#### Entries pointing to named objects
************

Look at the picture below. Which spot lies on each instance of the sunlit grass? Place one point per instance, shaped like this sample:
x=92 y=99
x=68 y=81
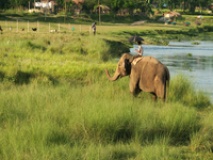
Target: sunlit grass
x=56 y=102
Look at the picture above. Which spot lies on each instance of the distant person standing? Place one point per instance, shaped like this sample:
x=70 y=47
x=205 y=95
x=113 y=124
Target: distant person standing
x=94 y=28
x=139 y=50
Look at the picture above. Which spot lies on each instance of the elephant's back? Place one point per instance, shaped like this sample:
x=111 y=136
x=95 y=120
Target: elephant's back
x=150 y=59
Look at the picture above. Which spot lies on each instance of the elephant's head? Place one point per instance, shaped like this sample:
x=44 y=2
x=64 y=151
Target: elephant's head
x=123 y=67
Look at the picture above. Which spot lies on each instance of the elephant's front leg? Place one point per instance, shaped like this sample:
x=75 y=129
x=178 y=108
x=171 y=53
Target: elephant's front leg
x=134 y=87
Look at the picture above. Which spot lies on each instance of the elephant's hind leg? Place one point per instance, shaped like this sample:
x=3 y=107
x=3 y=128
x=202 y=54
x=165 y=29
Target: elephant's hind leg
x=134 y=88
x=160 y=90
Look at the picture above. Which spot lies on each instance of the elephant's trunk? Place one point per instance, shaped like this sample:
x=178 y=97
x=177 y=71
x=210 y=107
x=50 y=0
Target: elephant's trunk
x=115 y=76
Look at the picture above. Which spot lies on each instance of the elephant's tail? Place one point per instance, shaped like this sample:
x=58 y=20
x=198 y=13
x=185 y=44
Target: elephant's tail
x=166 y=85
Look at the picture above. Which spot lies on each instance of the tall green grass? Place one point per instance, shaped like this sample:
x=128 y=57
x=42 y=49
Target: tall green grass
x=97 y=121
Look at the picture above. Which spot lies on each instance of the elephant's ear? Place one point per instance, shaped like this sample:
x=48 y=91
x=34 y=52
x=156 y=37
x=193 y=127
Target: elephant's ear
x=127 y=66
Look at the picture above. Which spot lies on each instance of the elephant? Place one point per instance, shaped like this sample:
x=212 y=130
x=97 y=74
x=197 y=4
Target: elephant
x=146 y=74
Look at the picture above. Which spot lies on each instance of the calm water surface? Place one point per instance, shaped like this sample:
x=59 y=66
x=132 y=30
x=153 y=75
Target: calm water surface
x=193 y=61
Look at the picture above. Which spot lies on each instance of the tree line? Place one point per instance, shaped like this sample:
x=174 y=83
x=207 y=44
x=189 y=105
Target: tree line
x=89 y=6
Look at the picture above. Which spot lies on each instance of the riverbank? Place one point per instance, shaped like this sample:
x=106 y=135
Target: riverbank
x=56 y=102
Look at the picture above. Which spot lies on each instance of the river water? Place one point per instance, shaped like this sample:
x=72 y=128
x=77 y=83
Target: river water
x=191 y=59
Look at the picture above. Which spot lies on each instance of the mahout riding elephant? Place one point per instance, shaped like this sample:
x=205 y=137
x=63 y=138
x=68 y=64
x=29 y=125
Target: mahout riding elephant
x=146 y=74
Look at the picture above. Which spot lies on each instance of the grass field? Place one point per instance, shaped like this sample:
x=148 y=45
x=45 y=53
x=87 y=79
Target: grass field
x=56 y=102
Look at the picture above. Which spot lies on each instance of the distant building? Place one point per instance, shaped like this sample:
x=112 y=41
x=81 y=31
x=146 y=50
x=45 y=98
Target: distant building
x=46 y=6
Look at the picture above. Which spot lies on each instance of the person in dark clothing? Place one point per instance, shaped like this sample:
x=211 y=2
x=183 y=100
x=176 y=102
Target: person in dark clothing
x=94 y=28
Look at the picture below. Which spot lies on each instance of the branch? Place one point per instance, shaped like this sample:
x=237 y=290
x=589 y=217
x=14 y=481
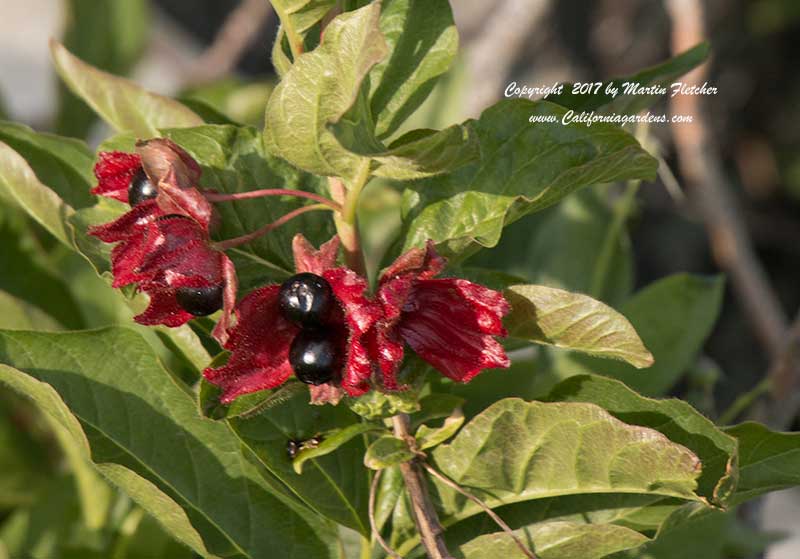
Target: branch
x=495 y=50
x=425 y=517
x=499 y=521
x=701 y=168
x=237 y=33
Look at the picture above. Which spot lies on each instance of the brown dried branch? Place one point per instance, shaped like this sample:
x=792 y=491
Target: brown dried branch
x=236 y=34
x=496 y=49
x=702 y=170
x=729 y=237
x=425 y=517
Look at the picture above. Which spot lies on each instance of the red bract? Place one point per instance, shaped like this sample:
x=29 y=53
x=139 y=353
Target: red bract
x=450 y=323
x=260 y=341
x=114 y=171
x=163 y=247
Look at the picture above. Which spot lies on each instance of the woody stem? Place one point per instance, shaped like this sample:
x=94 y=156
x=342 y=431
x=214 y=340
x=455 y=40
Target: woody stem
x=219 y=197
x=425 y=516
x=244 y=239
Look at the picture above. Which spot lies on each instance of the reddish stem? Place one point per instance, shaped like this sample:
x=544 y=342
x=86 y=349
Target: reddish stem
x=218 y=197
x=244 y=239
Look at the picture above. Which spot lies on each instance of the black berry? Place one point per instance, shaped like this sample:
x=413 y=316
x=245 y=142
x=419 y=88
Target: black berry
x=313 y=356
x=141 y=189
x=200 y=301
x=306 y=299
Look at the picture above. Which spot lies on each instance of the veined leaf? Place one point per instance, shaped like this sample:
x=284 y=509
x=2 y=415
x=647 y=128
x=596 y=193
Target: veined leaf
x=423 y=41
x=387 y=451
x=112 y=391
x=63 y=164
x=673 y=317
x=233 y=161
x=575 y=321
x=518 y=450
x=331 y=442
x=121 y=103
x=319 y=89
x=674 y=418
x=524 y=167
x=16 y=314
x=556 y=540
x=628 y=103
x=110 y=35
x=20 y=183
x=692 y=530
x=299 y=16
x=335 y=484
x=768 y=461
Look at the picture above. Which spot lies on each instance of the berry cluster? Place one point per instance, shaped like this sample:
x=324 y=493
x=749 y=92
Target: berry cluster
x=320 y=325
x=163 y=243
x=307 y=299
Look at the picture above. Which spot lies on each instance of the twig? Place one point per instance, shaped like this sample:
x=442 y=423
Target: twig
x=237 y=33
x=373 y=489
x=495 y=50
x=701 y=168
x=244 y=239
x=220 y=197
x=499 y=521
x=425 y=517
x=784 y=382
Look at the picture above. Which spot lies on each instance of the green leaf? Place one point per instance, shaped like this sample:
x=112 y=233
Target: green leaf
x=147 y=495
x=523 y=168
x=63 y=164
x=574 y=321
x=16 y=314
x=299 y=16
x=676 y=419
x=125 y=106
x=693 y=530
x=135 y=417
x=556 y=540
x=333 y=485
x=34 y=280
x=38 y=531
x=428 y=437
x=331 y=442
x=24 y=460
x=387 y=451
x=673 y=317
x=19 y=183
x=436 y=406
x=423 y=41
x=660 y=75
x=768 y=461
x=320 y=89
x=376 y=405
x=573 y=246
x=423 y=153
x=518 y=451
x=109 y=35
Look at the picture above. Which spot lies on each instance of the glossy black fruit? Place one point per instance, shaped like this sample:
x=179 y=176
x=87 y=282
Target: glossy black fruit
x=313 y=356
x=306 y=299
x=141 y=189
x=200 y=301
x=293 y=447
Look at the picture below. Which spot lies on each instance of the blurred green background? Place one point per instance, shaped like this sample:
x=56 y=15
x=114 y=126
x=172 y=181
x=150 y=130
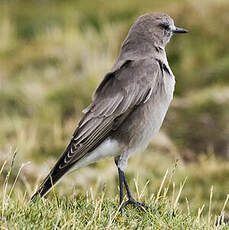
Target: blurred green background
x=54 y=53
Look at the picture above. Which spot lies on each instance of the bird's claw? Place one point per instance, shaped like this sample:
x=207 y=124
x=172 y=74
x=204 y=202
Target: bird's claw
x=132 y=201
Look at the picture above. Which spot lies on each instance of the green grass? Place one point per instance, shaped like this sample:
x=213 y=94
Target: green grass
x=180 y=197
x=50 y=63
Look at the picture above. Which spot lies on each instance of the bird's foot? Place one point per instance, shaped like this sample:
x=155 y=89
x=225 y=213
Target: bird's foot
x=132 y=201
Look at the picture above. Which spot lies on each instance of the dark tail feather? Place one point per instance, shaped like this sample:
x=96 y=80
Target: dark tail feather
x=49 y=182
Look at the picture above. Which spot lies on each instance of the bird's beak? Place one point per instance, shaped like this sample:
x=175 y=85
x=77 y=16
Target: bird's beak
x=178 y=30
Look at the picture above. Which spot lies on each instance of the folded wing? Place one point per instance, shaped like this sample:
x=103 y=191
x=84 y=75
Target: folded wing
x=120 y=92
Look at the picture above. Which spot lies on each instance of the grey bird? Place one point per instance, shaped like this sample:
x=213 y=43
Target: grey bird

************

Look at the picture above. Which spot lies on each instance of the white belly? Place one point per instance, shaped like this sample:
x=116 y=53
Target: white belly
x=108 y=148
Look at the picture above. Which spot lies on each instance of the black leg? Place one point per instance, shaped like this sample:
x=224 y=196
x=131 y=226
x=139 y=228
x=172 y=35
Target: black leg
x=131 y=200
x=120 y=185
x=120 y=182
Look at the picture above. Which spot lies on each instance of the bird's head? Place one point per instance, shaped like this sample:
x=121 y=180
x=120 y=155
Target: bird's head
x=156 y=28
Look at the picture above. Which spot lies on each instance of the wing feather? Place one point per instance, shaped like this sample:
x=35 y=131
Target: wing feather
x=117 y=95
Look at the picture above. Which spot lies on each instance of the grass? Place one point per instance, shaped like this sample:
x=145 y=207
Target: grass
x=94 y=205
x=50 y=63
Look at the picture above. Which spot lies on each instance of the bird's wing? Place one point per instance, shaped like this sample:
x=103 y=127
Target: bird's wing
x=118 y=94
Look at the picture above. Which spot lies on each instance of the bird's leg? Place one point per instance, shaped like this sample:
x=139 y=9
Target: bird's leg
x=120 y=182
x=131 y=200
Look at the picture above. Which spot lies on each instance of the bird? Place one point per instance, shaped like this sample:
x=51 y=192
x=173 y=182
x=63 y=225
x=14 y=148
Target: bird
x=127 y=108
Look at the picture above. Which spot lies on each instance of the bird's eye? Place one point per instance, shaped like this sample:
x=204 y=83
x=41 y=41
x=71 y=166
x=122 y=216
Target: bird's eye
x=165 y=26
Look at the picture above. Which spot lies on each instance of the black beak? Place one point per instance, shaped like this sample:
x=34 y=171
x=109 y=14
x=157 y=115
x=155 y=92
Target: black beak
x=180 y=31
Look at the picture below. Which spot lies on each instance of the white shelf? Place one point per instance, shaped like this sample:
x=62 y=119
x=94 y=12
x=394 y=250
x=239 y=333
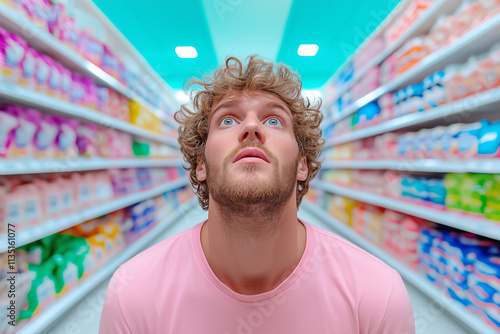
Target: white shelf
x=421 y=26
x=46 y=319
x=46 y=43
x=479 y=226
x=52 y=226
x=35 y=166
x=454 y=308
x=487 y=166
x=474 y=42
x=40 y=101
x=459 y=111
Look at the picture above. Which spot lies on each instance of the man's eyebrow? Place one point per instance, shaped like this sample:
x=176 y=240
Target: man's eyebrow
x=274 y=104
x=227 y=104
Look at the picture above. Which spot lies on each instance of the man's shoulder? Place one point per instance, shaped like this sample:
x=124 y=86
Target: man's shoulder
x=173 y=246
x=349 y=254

************

How many lines of the material above contain the word "background"? Reply with the number alone.

2